The problem: Take the line that has "Put a dot on each instance of the man's beard" in it and every line after it to the end of the entries, and reproduce them exactly.

--- start Information given ---

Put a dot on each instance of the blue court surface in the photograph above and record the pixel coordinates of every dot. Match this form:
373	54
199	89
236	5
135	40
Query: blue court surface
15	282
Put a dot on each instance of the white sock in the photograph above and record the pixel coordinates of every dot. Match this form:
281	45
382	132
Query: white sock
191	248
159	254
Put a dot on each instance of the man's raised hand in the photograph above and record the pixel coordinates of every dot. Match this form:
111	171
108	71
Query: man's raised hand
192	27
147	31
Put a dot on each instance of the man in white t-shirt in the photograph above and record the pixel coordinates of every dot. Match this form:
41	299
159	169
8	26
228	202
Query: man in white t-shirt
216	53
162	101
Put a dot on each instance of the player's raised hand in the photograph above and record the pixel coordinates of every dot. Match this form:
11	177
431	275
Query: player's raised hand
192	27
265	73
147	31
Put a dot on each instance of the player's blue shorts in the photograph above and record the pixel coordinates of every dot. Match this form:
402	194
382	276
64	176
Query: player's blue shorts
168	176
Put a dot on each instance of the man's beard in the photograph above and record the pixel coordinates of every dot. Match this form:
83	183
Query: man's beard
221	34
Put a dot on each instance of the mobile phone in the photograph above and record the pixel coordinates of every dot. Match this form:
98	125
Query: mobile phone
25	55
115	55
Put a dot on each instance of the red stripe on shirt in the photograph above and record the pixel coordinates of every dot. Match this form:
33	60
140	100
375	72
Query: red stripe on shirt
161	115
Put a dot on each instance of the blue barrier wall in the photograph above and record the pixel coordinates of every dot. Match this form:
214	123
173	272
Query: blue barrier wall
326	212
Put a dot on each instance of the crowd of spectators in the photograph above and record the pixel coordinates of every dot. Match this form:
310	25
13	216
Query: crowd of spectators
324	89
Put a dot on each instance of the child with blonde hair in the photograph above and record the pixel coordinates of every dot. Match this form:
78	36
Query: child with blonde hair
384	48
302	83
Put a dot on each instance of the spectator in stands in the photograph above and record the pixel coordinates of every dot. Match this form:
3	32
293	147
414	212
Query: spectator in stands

--- end Information given ---

Response to the exercise:
Put a dot on each instance of the man's beard in the photograph above and record the pixel coordinates of every dot. Match this form:
83	183
Query: man's beard
221	34
Put a dot on each instance of the mobile phone in the photograph above and record the pixel coordinates of every dot. Match this form:
98	125
Query: mobile phone
25	55
115	55
Put a dot on each instance of the red stripe on shirt in the photograph above and record the pixel coordinates of every dot. Match this form:
33	60
140	100
375	72
Query: red stripe on shirt
161	115
Put a dot on each instance of the blue barrier wall in the photograph above and record the pixel coordinates of every dot. Match this form:
214	123
173	272
Query: blue barrier wall
326	212
Put a dot on each instance of the crowd of spectators in the photograph above and record the pixel coordinates of every dot. Match this form:
310	25
13	216
Query: crowd of spectators
324	89
Put a dot on each instance of the child with blonde hair in the photograph above and record the pixel coordinates of every dot. Match this form:
78	36
Query: child with blonde hair
384	48
302	83
Put a dot on each instance of the spectator in stands in the photograph above and record the pixel coordinates of every dot. Match this form:
3	32
293	147
414	212
Query: spectator in stands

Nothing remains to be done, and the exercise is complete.